● PAGE EXTRACT
________________________________________

This is again one of those which gets the media all hyped out, without checking the facts; yesterday’s headlines all sounded like this: ‘“Wanted: ‘Adventurous woman’ to give birth to Neanderthal man — Harvard professor seeks mother for cloned cave baby” – newspapers like the Daily Mail were all over it.
“We have lots of Neanderthal parts around the lab. We are creating Neanderthal cells. Let’s say someone has a healthy, normal Neanderthal baby. Well, then, everyone will want to have a Neanderthal kid. Were they superstrong or supersmart? Who knows? But there’s one way to find out.”, said Harvard geneticist George M. Church.
This quote, combined with a healthy dose of wrong translation led to the idea that he was actually searching for a woman to give birth to a cloned, Neanderthal baby; not that this is impossible or anything like this – but this is not what he said.
How it really happened
“The real story here is how these stories have percolated and changed in different ways,” said Church, a Harvard geneticist who helped kick off the Human Genome Project. “I’m sure we’ll get it sorted out eventually.”
He blames the confusion on a mistranslated and misinterpreted interview in the German magazine Der Spiegel; basically he said that this might be happening some day in the future, and the media got the idea that he was actually doing it.
“I’m certainly not advocating it,” Church said. “I’m saying, if it is technically possible someday, we need to start talking about it today.

________________________________________

● ENTRIES SUPPLIED
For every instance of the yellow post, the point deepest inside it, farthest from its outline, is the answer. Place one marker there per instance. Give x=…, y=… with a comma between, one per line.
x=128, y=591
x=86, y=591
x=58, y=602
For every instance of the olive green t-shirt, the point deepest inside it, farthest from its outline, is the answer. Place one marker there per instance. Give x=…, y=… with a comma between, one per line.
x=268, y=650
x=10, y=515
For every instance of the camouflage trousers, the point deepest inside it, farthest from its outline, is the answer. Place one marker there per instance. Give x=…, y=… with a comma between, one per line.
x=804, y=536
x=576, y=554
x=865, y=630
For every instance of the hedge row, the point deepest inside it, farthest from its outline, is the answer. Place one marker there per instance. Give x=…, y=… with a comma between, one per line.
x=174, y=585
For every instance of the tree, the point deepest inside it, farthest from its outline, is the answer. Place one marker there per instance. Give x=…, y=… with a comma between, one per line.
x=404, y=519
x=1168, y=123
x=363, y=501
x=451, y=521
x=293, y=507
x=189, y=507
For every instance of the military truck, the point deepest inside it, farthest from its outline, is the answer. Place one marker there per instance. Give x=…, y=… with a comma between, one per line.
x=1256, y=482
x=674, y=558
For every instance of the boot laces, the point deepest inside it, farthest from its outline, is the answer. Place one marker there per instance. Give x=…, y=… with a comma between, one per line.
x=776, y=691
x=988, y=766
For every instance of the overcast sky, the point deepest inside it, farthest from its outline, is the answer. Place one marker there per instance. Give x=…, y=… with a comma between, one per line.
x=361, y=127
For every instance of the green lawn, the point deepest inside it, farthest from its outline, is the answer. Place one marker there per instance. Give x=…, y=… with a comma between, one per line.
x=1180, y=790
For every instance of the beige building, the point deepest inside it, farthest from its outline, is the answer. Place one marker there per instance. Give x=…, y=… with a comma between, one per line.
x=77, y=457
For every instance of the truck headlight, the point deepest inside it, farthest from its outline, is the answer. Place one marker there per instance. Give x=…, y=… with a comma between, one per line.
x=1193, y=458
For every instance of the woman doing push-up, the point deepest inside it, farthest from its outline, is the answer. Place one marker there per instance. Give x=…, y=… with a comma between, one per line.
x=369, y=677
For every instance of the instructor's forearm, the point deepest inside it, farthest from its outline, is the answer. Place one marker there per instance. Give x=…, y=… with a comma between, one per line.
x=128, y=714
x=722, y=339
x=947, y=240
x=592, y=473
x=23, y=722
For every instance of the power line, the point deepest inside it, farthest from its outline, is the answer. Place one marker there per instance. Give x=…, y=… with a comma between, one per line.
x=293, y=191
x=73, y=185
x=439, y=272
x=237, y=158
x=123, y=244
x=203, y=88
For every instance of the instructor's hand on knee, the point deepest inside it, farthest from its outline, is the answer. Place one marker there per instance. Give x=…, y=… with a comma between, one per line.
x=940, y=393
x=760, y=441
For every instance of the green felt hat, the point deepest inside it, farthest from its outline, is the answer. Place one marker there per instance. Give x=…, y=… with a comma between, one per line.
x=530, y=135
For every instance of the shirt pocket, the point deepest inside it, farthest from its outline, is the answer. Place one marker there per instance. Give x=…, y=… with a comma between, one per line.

________________________________________

● WORK INSTRUCTIONS
1. Answer the following questions from the article on the Neanderthal cloning reports.
(a) Which newspaper does the article name as covering the story?
(b) In which magazine did the interview that Church blames for the confusion appear?
(c) Which project did Church help kick off?
2. Resume the article on the Neanderthal cloning reports from where it stops.

● ANSWERS TO THE PROBLEMS
1.
(a) The Daily Mail
(b) Der Spiegel
(c) The Human Genome Project

2.
He also explained that e was not even involved in the sequencing of Neanderthal DNA — a project that enabled many people to track their ancestry back to Neanderhtalian days. He also added that in the ~500 interviews he has given in 25 years of work, this is the only one that has spiraled out of control. Admirably though, he wants to make the most of this rather awkward situation:“I’m not going to run away. … I want to use it as an educational moment to talk about journalism and technology.”
“I’m not going to run away. … I want to use it as an educational moment to talk about journalism and technology.”
Morals and Neanderthals
So, for the sake of discussion, let’s analyze the possibility of a Neanderthal baby actually being cloned, brought to this world with a decent chance to survive. Would this be ethical? Would this have any benefits? Yes, it could have several benefits. Neanderthals have bigger brains then us, and it’s possible that as individuals, they could become smarter than us. Even more important, they would provide genetic diversity. As our society gets swallowed up by globalization, we tend to become more and more a monoculture every day – or at least several monocultures – which puts us in a great risk of perishing. However, it would take many, many years until cloned Neanderthals could actually help us here, but it’s a (far fetched) possibility.
But about ethics… It’s really anybody’s word here. Today, we tend to define what’s ethical as what society’s general consensus is, and there’s no general consensus here. So what do you think?